## Start DOCUMENT SECTION
# 3 tanks, 1 stand!



## Floridagirl (Jan 10, 2008)

Here are a few pics of my new (refurbished) 3 tank stand.. No fish in it yet. For the top , (11.5) Golden Wonder Killie, and some type of Rainbow? (suggestions welcome, have the Golden Wonders already. For the middle (30ish) Similis Colony (just got 6). For the Bottom (75) Yellow Lab, Copadichromis Borleyi, Giant Demasoni, and a few male Peacocks, unless they mess with my breeding groups. I'll post more as fish get put in.


----------



## natalie559 (Dec 6, 2007)

It looks amazing! Nice work and nice stand- impressive!


----------



## non_compliance (Dec 4, 2008)

d00000d.... that is soooooooo cool!!!!


----------



## sleepy09 (Jan 15, 2009)

WOW :drooling: :thumb: :thumb:

I want one


----------



## ridley25 (Jan 5, 2008)

Very nice! Once you get your fish sorted out you can concentrate on the bike lying on the floor in picture 1.
For starters, you've got to lose the chain guard... :wink:


----------



## non_compliance (Dec 4, 2008)

I might steal this idea one day, only it would be an in-wall...


----------



## Floridagirl (Jan 10, 2008)

Thanks for the comments!


----------



## cholile (Oct 28, 2007)

it's beautiful. i've thought about doing something like this, but my two hesitations were

1. can most people really see clearly into the top tank and don't they have to squat to enjoy the bottom tank?

2. maintenance seems as though it would be annoying, especially for the top tank.

nonetheless, it looks amazing! great job.


----------



## Floridagirl (Jan 10, 2008)
## End DOCUMENT SECTION
## Start GIVEN RECORDS
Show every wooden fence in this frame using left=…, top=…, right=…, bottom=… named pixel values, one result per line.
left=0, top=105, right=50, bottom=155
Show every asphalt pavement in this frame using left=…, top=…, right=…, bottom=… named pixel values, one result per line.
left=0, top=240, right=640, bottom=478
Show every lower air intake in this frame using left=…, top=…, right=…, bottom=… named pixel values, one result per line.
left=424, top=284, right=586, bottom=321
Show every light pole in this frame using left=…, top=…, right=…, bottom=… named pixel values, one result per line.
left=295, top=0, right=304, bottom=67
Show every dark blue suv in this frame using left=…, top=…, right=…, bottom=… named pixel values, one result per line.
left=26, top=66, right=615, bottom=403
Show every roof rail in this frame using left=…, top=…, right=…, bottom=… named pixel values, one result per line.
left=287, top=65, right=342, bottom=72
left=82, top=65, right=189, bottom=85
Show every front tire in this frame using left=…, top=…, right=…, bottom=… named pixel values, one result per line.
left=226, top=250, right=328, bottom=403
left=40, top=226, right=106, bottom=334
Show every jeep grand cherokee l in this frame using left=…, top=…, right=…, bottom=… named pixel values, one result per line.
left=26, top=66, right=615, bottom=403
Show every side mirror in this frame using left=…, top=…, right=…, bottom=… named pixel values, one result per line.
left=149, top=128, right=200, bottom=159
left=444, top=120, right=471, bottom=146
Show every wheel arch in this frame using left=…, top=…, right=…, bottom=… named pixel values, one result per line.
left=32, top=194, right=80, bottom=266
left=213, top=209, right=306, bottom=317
## End GIVEN RECORDS
• **REQUEST**: Supply the next part of the forum thread about the three-tank stand, starting with the post under its final header.

• **OUTPUT BELOW**:
Cholile,

1. I put the Killies in the top tank, for this reason. They are a top dwelling fish, so very visible. The Similis are at eye level. This tank is perfect for viewing them. Being a 4 ft tank, would like to add another species of some sort, but I'm told that my 6 Similis will overpopulate within no time. .  The bottom tank is getting fish as I catch and move them from a 55. I can reach the middle and top tanks with a kitchenchair, will buy the appropriate ladder soon...lol
The bottom tank is easily viewable. This wil also be my sewing room , so sitting across the room , in front of the tanks is incredible.
2. As far as maintenece goes. I didn't put any subsrate in the top tank. The killies don't need it. Just a sponge filter. 50% water change weekly and I'm good.


----------



## cholile (Oct 28, 2007)

It'll probably get expensive, but this is the plan I dreamed up:

3 tanks, pretty much as you have them, only perhaps with added depth.

Top tank: shell dwellers (though you make a good point that while the dimensions of the tank are suited for them, the height of the tank might make it difficult for people to see them)
Middle tank: demasoni and yellow labs
Bottom tank: all male peacocks

My plan is/was to have an overflow system of sorts that used a canister filter or a sump. What I mean is that I would have a hole drilled at the top of each tank. Then either the pump from the sump or the canister itself would pour water into the top tank. As the water level rose it would flow down a pipe via the hole drilled at the top corner of the tank into the second tank. Then, as water from the top tank flowed into the second tank it would drop down via the hole in that tank to the third tank. From the third tank it would either flow down the hole atop the tank into a sump and loop back into the system or it would just be drawn out by the canister. My hesitancy with the canister is that it might be challenging to get the flow exactly right, but with a pump and a sump gravity will take care of that as long as the holes are the right size.

I had given up on this, but your setup might have inspired me to try this at some point.


----------



## Floridagirl (Jan 10, 2008)

These tanks were drilled and I filled them. Because of the different kind of fish and PH needed, I wanted all the tanks separate. Plus, I would have only been able to do a 55 instead of a 75 on the bottom, in order to have room for the plumbing.


----------



## F8LBITEva (Nov 9, 2007)

awesome setup! love the stand.


----------



## jbr230 (Sep 23, 2007)

Wow! very nice! i really like the scape of the middle tank. i hope you wont mind, but i just might copy it for my neighbor's 100g tank  as soon as i can find me some of those really nice rocks! yup, he's asked me to do his. thanks for the idea 

- jb


----------



## Floridagirl (Jan 10, 2008)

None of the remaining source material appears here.